● Records provided:
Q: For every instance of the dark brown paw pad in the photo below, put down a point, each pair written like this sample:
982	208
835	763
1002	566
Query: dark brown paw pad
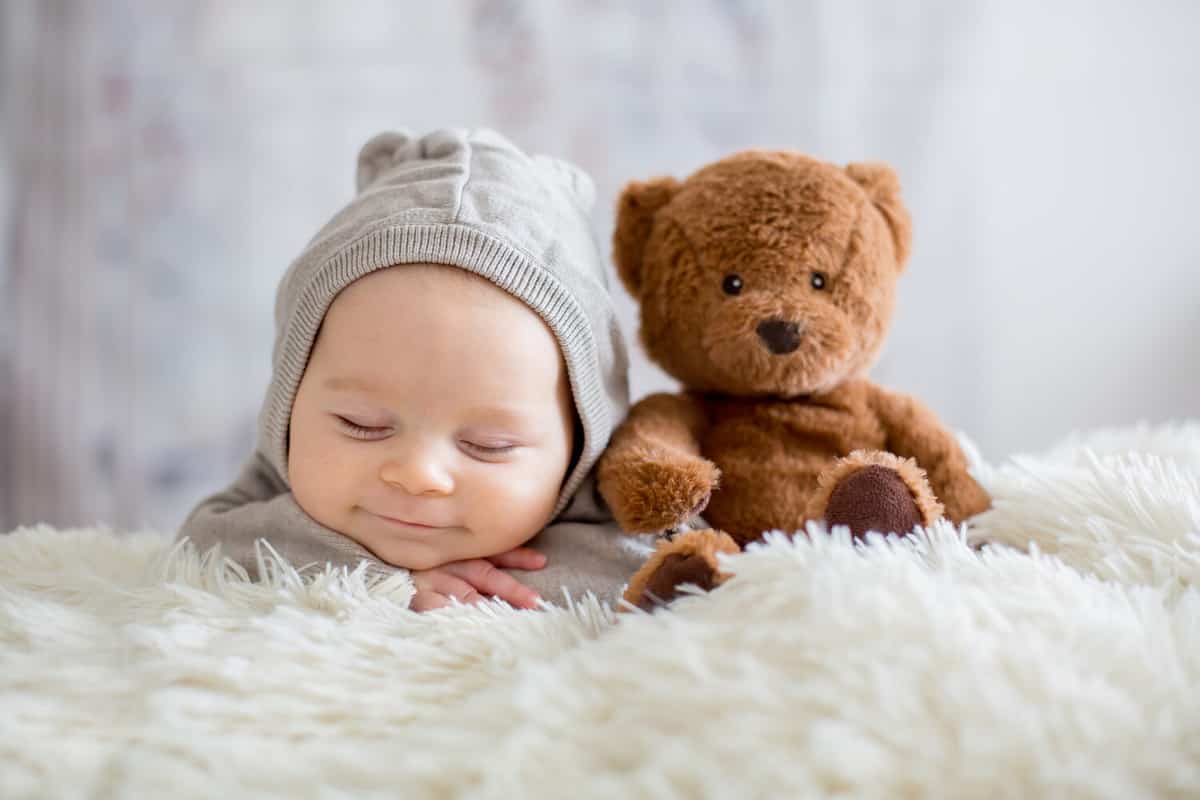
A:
673	572
874	498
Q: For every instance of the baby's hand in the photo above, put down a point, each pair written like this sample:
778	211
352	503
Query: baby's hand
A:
473	579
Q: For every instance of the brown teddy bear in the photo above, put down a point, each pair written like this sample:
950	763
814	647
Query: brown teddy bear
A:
766	283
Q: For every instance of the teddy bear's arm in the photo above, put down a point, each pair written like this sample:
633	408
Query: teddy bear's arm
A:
913	431
653	475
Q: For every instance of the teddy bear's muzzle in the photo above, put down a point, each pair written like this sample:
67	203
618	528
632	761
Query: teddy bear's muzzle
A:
780	336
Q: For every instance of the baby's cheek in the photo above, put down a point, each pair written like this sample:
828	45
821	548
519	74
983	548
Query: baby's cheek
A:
519	506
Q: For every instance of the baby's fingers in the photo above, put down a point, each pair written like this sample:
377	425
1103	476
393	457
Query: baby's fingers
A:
436	588
520	558
489	579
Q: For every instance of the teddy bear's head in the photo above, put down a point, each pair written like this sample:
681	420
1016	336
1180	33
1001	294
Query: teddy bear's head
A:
767	272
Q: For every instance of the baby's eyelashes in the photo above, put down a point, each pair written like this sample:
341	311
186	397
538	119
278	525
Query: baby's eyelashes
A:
363	431
487	450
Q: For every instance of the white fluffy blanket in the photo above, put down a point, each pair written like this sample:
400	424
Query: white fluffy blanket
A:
917	667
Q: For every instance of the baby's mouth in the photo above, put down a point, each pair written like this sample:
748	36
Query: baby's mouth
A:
407	523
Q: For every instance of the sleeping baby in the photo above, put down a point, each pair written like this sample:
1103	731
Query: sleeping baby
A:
447	371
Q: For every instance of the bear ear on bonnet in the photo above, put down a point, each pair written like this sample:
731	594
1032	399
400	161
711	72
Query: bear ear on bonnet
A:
639	203
882	188
377	155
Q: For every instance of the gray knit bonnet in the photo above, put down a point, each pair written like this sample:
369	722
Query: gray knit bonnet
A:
469	199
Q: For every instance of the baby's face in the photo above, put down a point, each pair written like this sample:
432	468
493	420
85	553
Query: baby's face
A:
433	421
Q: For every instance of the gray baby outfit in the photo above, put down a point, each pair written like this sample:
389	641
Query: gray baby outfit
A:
474	200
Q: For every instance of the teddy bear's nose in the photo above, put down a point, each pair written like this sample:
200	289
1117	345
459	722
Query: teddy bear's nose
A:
780	335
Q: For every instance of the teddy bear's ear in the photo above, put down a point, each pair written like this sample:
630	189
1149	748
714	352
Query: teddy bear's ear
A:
639	203
883	188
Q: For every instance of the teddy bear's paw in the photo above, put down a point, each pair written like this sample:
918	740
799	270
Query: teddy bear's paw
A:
651	497
690	558
874	498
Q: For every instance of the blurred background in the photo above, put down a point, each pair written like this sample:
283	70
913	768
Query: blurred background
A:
162	162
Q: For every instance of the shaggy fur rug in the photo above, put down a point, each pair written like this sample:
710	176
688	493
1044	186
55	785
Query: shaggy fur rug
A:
1062	662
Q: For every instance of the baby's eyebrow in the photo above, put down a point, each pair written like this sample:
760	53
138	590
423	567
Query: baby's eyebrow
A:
340	384
499	415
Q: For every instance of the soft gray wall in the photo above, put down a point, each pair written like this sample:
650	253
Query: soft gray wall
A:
161	163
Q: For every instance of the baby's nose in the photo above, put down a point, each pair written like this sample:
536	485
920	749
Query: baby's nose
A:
417	476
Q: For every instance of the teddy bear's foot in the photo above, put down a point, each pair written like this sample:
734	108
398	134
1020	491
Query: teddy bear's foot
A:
687	558
880	492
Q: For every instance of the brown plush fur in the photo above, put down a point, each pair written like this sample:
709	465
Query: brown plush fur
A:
766	283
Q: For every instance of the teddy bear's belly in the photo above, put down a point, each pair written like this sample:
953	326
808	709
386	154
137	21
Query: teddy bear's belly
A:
768	474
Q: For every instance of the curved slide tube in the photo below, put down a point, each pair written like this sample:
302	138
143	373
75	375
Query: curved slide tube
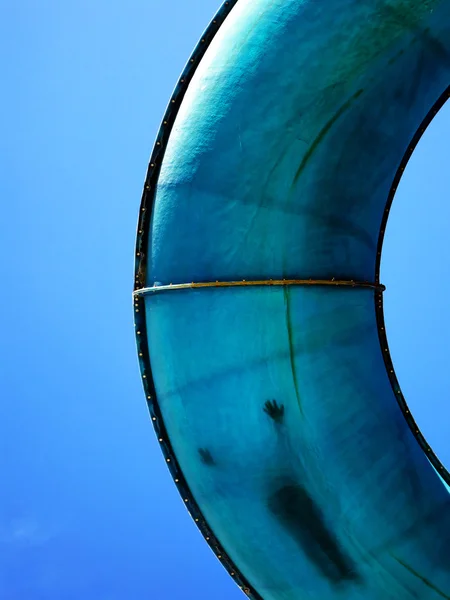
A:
258	305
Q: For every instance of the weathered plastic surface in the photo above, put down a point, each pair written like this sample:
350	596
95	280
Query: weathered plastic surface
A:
276	405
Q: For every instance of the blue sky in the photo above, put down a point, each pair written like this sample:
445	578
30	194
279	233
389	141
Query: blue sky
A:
88	509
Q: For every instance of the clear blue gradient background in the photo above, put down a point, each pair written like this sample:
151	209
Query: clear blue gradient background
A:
87	507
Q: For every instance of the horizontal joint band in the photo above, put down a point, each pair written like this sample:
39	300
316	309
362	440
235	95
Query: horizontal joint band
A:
269	282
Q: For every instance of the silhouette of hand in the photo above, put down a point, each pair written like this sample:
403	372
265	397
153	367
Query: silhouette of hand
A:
274	410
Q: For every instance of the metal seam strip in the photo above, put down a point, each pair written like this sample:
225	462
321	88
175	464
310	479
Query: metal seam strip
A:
262	282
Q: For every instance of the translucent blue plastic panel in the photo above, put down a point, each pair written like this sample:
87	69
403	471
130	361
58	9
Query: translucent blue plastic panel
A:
289	136
323	492
277	410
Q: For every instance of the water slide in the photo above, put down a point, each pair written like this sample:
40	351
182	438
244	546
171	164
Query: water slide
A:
259	307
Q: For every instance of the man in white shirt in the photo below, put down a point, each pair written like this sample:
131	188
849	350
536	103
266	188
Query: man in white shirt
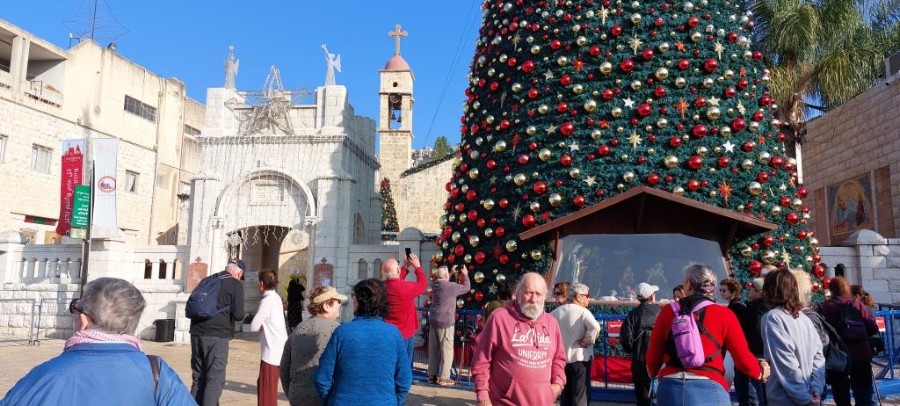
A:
579	330
269	321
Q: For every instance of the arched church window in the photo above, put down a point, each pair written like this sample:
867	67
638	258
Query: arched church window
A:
359	230
362	271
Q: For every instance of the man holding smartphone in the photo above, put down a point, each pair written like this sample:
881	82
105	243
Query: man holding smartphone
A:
402	296
442	321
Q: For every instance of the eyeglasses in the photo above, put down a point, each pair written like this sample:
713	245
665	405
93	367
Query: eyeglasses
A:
75	306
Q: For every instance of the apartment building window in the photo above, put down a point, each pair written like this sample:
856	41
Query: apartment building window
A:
191	131
131	179
40	158
3	139
140	109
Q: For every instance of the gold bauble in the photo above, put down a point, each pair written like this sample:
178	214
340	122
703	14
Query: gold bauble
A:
555	199
755	188
662	73
545	154
520	179
671	161
606	68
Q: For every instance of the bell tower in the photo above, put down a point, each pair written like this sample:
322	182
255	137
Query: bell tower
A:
395	112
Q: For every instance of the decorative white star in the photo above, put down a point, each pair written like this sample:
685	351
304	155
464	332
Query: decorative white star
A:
634	140
729	147
635	43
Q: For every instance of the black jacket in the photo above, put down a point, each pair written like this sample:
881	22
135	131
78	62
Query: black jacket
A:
635	333
231	295
750	324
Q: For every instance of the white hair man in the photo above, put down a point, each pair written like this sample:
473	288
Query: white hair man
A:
519	357
441	323
402	296
103	352
579	331
635	339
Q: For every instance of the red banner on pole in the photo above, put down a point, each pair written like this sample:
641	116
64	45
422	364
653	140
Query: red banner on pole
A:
72	174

● Exercise description: The required output is each line of the entries that contains the word "shirt".

● Answer to the problem:
Q: For every instance of the man in white shirt in the photo below, put down a point, each pair written like this sample:
Query: man in white shirt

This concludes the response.